_The task_
Starting at the first line and ending at the last, reproduce the records below exactly.

Data for review Start Marker

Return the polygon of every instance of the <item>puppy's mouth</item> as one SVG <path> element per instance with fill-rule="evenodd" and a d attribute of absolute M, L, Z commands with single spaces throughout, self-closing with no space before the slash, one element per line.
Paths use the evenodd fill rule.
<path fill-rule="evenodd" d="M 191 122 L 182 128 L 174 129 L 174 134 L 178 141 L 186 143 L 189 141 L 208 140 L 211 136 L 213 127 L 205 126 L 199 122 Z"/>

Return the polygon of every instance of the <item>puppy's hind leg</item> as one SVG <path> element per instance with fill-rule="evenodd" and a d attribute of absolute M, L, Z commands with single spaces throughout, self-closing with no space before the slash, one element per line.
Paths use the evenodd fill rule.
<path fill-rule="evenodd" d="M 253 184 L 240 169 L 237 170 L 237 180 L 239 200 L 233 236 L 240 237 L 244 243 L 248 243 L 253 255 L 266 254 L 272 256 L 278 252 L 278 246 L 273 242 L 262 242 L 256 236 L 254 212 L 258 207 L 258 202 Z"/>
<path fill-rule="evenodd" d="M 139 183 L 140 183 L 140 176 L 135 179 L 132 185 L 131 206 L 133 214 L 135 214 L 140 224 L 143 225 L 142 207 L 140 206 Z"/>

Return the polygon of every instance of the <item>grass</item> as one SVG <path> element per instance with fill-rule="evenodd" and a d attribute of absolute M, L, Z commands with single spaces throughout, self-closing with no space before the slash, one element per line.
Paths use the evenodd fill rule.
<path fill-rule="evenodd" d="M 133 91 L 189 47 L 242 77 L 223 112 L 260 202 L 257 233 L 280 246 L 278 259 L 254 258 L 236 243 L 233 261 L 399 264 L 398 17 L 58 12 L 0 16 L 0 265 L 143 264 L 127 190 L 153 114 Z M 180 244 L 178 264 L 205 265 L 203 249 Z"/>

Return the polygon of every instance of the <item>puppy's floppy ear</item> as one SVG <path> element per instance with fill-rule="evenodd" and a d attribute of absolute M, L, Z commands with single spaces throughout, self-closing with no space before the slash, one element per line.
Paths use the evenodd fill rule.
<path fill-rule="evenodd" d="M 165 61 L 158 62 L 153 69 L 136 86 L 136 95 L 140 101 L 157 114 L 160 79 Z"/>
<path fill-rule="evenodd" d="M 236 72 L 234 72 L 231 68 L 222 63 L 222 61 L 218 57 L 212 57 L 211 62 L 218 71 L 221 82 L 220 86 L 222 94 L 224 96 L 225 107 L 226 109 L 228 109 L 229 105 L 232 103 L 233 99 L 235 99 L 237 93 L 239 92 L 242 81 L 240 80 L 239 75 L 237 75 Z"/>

Data for review End Marker

_The answer_
Return the polygon of every instance of the <item>puppy's mouth</item> as one SVG <path> element per instance with fill-rule="evenodd" and a d attribute of absolute M, L, Z commands with single spaces throughout, self-closing with no space before the slash, one element per line.
Paths use the evenodd fill rule.
<path fill-rule="evenodd" d="M 191 122 L 182 128 L 174 129 L 174 134 L 178 141 L 186 143 L 189 141 L 208 140 L 211 136 L 213 127 L 205 126 L 199 122 Z"/>

Return the polygon of every instance of the <item>puppy's hind leg</item> as one SVG <path> element per instance with fill-rule="evenodd" and a d attribute of absolute M, L, Z commands with single spaces throughout, self-closing with no space before the slash, one element per line.
Paths use the evenodd fill rule.
<path fill-rule="evenodd" d="M 253 184 L 240 169 L 237 170 L 237 180 L 239 200 L 233 236 L 240 237 L 244 243 L 248 243 L 253 255 L 266 254 L 272 256 L 278 252 L 278 246 L 273 242 L 262 242 L 256 236 L 254 212 L 258 207 L 258 202 Z"/>
<path fill-rule="evenodd" d="M 139 183 L 140 183 L 140 176 L 135 179 L 132 185 L 131 206 L 133 214 L 135 214 L 140 224 L 143 225 L 142 207 L 140 206 Z"/>

Return the polygon of every instance of the <item>grass</item> as one SVG <path> element per instance with fill-rule="evenodd" and a d attribute of absolute M, L, Z commands with single spaces throughout, self-closing with no space before the slash, one element per line.
Paths use the evenodd fill rule.
<path fill-rule="evenodd" d="M 133 91 L 189 47 L 242 77 L 223 112 L 260 202 L 257 233 L 280 246 L 278 259 L 254 258 L 236 243 L 233 261 L 399 264 L 398 17 L 58 12 L 0 16 L 0 265 L 143 264 L 127 190 L 153 114 Z M 180 244 L 178 264 L 205 265 L 203 249 Z"/>

Return the polygon of every instance of the <item>puppy's floppy ear</item> as one SVG <path> element per instance with fill-rule="evenodd" and a d attribute of absolute M, L, Z commands with single spaces throughout, self-closing with no space before the slash, one element per line.
Paths use the evenodd fill rule.
<path fill-rule="evenodd" d="M 165 61 L 158 62 L 153 69 L 136 86 L 136 95 L 140 101 L 157 114 L 160 79 Z"/>
<path fill-rule="evenodd" d="M 236 72 L 234 72 L 231 68 L 222 63 L 222 61 L 218 57 L 212 57 L 211 62 L 218 71 L 221 82 L 220 86 L 222 94 L 224 96 L 225 107 L 226 109 L 228 109 L 229 105 L 232 103 L 233 99 L 235 99 L 237 93 L 239 92 L 242 81 L 240 80 L 239 75 L 237 75 Z"/>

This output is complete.